- [ASSIGNMENT]: Only the pictures are to be left out; return the rest of the data exactly as it stands.

▼▼▼

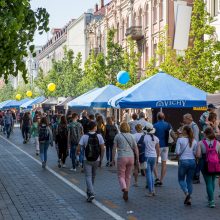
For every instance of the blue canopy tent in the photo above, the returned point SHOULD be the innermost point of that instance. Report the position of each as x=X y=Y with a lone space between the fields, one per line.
x=160 y=91
x=3 y=104
x=16 y=104
x=29 y=104
x=97 y=98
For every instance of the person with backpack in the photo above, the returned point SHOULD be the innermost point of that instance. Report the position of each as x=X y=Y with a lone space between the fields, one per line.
x=62 y=141
x=139 y=138
x=126 y=147
x=110 y=134
x=26 y=124
x=75 y=131
x=209 y=151
x=8 y=123
x=35 y=133
x=93 y=148
x=45 y=139
x=186 y=148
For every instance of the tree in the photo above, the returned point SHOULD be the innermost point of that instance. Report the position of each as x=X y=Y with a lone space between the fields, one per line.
x=200 y=66
x=18 y=23
x=95 y=73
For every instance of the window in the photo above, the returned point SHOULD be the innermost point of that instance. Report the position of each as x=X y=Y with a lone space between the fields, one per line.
x=155 y=12
x=161 y=9
x=147 y=17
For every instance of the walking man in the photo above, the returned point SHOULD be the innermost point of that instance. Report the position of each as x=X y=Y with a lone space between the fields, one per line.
x=8 y=122
x=93 y=147
x=75 y=131
x=162 y=132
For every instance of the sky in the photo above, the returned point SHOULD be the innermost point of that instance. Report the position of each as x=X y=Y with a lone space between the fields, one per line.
x=61 y=12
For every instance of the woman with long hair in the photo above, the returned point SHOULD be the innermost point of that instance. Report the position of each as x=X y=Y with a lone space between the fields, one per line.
x=35 y=133
x=101 y=129
x=209 y=142
x=110 y=134
x=126 y=147
x=62 y=141
x=186 y=147
x=45 y=139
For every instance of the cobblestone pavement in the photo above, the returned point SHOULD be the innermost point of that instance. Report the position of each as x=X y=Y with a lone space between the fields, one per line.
x=51 y=196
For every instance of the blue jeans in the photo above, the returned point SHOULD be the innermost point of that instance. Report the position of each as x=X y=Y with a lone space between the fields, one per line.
x=73 y=155
x=186 y=172
x=43 y=151
x=151 y=162
x=8 y=129
x=109 y=148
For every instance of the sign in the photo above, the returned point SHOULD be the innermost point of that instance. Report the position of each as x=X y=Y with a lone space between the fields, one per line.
x=200 y=108
x=171 y=103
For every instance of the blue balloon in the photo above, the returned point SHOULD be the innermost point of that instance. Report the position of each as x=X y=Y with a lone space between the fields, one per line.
x=123 y=77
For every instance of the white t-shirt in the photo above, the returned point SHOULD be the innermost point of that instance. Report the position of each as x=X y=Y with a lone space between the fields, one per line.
x=183 y=148
x=137 y=136
x=150 y=146
x=84 y=141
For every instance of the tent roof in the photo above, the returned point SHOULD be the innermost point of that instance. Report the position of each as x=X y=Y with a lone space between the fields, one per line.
x=160 y=91
x=32 y=102
x=96 y=98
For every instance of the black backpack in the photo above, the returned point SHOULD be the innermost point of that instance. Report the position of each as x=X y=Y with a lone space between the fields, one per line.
x=43 y=134
x=92 y=150
x=111 y=132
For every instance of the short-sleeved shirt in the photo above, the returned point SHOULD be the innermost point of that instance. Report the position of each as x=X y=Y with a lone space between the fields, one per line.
x=125 y=144
x=203 y=148
x=132 y=125
x=150 y=145
x=137 y=136
x=84 y=141
x=162 y=132
x=184 y=150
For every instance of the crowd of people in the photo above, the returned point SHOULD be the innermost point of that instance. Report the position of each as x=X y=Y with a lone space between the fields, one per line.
x=134 y=147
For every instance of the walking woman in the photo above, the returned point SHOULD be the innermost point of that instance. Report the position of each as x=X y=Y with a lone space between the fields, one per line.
x=35 y=132
x=205 y=147
x=62 y=141
x=186 y=148
x=45 y=139
x=111 y=132
x=152 y=152
x=127 y=150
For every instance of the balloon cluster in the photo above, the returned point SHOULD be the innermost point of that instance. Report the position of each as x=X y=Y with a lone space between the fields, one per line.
x=123 y=77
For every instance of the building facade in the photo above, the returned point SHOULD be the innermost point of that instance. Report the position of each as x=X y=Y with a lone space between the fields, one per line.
x=213 y=7
x=143 y=20
x=72 y=36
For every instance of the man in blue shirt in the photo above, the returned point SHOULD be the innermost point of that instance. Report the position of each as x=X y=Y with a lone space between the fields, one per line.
x=162 y=132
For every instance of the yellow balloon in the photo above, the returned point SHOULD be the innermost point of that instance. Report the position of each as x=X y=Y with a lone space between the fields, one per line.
x=29 y=94
x=51 y=87
x=18 y=96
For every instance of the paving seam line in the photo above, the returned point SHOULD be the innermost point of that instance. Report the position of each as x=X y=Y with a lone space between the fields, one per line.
x=73 y=186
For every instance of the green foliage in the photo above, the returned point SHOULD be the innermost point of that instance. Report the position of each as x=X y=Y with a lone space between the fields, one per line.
x=200 y=66
x=66 y=74
x=7 y=92
x=18 y=23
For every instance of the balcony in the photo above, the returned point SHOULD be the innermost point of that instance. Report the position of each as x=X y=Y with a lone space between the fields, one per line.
x=135 y=32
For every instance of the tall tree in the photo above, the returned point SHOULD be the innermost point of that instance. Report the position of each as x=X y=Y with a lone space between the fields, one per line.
x=18 y=23
x=200 y=66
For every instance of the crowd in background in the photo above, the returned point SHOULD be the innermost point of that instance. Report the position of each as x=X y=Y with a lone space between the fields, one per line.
x=136 y=143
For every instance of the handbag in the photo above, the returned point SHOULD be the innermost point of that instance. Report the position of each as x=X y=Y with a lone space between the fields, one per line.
x=135 y=156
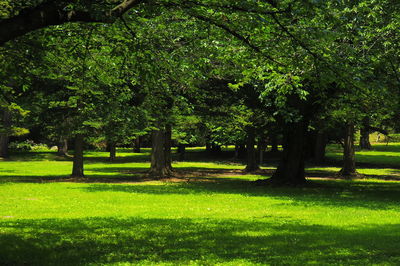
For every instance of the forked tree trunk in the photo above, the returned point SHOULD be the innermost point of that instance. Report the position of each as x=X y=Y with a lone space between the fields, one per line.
x=290 y=170
x=252 y=164
x=113 y=151
x=136 y=145
x=77 y=168
x=320 y=146
x=349 y=160
x=160 y=159
x=62 y=147
x=5 y=134
x=364 y=135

▲▲▲

- [REPLY]:
For every instance of the blue canopy tent in the photo above, the returned point SHOULD be the innermost point of that instance. Report the position of each as x=X y=Y with a lone space between the fields, one per line.
x=160 y=91
x=3 y=104
x=16 y=104
x=29 y=104
x=97 y=98
For every instance of the person with backpack in the photo above, the returned point SHOULD be the innermost point of that instance. Report the position of each as x=X y=Y with a lone space between the fields, one per line.
x=62 y=141
x=139 y=138
x=126 y=147
x=110 y=134
x=26 y=124
x=75 y=131
x=209 y=151
x=8 y=123
x=35 y=133
x=93 y=148
x=45 y=139
x=186 y=148
For every instance of the tree in the photo above, the returned point SHOULD be the innermost point of that instance. Report the position of each as x=X y=Y with a lone space between the fields, one per line.
x=200 y=66
x=18 y=23
x=95 y=73
For every instance of the window in the photo above, the returned point SHOULD be the innermost point of that instance. Report the position of each as x=X y=Y with a lone space between the fields, one per line.
x=155 y=12
x=161 y=9
x=147 y=17
For every instance of the walking man in the photo above, the returned point SHOULD be the innermost point of that instance. Report the position of each as x=X y=Y with a lone space between the fields, one per line.
x=8 y=122
x=93 y=147
x=75 y=131
x=162 y=132
For every instance of the sky in the photo above, the returned point SHOULD be the innermost point of that instance. Report the position of each as x=X y=Y with a lone space between the fields, one per line.
x=61 y=12
For every instance of the woman with long hair in the photo above, the returned point SHOULD be the innermost point of that instance. Report the position of each as x=X y=Y with a lone space between the fields, one per line.
x=35 y=133
x=101 y=129
x=209 y=142
x=110 y=134
x=126 y=147
x=62 y=141
x=186 y=147
x=45 y=139
For every instance of the cobblestone pavement in the photo above, the returned point SHOULD be the innermost point of that instance. Report the position of each as x=X y=Y with a lone space between the fields, one per line.
x=51 y=196
For every instance of the blue jeans in the photo above, the returned point SHOULD be the innermost point of that instance. Report the position of each as x=X y=Y with a lone space between the fields, one per line.
x=73 y=155
x=186 y=172
x=43 y=151
x=151 y=162
x=8 y=129
x=109 y=148
For every instance of the sign in the photo above, the returned point SHOULD be the innermost point of that instance. Report the position of each as x=X y=Y with a lone space between the fields, one per line.
x=200 y=108
x=171 y=103
For every instance of the blue balloon in the photo above, the returned point SHOULD be the innermost point of that instance. Report the position of each as x=X y=Y with a lone space between the fields, one per line.
x=123 y=77
For every instance of the white t-shirt in the photo above, the returned point SHOULD be the innermost point of that instance. Report the position of each as x=X y=Y with a lone space between the fields, one per line.
x=183 y=148
x=137 y=136
x=150 y=146
x=84 y=141
For every instance of the tent roof in the photo above, the returned point SHOULD be the innermost point of that instance. Report the position of each as x=X y=Y with a lone space between the fields, one per line.
x=160 y=91
x=32 y=102
x=96 y=98
For every instance of the black backpack in the photo above, the returned point SHOULD be the innermost point of that instance. Report the position of each as x=X y=Y with a lone space between the fields, one per line.
x=43 y=134
x=92 y=150
x=111 y=132
For every instance of the short-sleeved shirt in the photo above, the returned point SHOULD be the innermost point of that instance. Report the position of each as x=X y=Y with a lone space between the fields, one per line.
x=125 y=144
x=203 y=148
x=132 y=125
x=150 y=145
x=137 y=136
x=84 y=141
x=162 y=132
x=184 y=150
For every instance of the crowd of people in the photo above, the returned point SHOULD be the innermost point of that instance. Report the position of each as x=X y=Y with a lone space between the fields, one per line.
x=134 y=147
For every instance of the walking woman in the photo above, the returned point SHOULD be the innermost point of that instance. Report the position of each as x=X y=Y with a lone space between the fields, one per line.
x=35 y=132
x=205 y=147
x=62 y=141
x=186 y=148
x=45 y=139
x=111 y=132
x=152 y=152
x=127 y=150
For every instance of the balloon cluster in the photo above, the returned point SHOULD be the innermost point of that instance. Report the position of each as x=X y=Y with a lone space between the fields, one per line.
x=123 y=77
For every instance of the building facade in the photo above, the returned point SHOULD be the innermost point of that instance. Report the position of each as x=X y=Y with a lone space between the fields, one per line.
x=213 y=7
x=143 y=20
x=72 y=36
For every instance of the man in blue shirt in the photo above, the returned point SHOULD be the innermost point of that instance. Report the position of each as x=X y=Y with a lone space between the fields, one per line.
x=162 y=132
For every instance of the yellow balloon in the photo above, the returned point SHOULD be the innermost point of that instance. Report the position of each as x=X y=Y with a lone space between the fields, one per line.
x=29 y=94
x=51 y=87
x=18 y=96
For every instance of the paving seam line in the photo above, the returned point SHOULD be the innermost point of that instance. Report the position of each as x=X y=Y with a lone space between the fields, one per line.
x=73 y=186
For every instance of the green foliage in the photo above, the returned point SHOULD be the innermost point of that instance. Report the position of each as x=X y=Y with a lone space between the fields, one per line.
x=200 y=66
x=66 y=74
x=7 y=92
x=18 y=23
For every instance of the balcony in the photo above, the returned point SHOULD be the innermost point of that instance. Report the position of each as x=X y=Y with a lone space between the fields, one per line.
x=135 y=32
For every instance of the tall tree in the photo above, the returned point SHOULD be the innermost point of that instance. Report the position of each as x=X y=Y with a lone space between the fields, one per line.
x=18 y=23
x=200 y=66
For every instance of the crowd in background in the photo above, the returned point SHOULD be the innermost point of that instance. Report the position of each as x=X y=Y with a lone space between the fields, one per line.
x=136 y=143
For every instance of the handbag in the photo above, the returned point SHOULD be the innermost point of that instance. Report the position of each as x=X y=Y with a lone space between the fields, one per line.
x=135 y=156
For every instance of the forked tree trunk in the photo above, the returned point SHOULD be the innermost point of that instance. Report the position of each as x=X y=Y with a lone space between the fields, one per line.
x=290 y=170
x=252 y=164
x=113 y=151
x=136 y=145
x=77 y=168
x=320 y=146
x=349 y=160
x=160 y=159
x=62 y=147
x=5 y=134
x=364 y=135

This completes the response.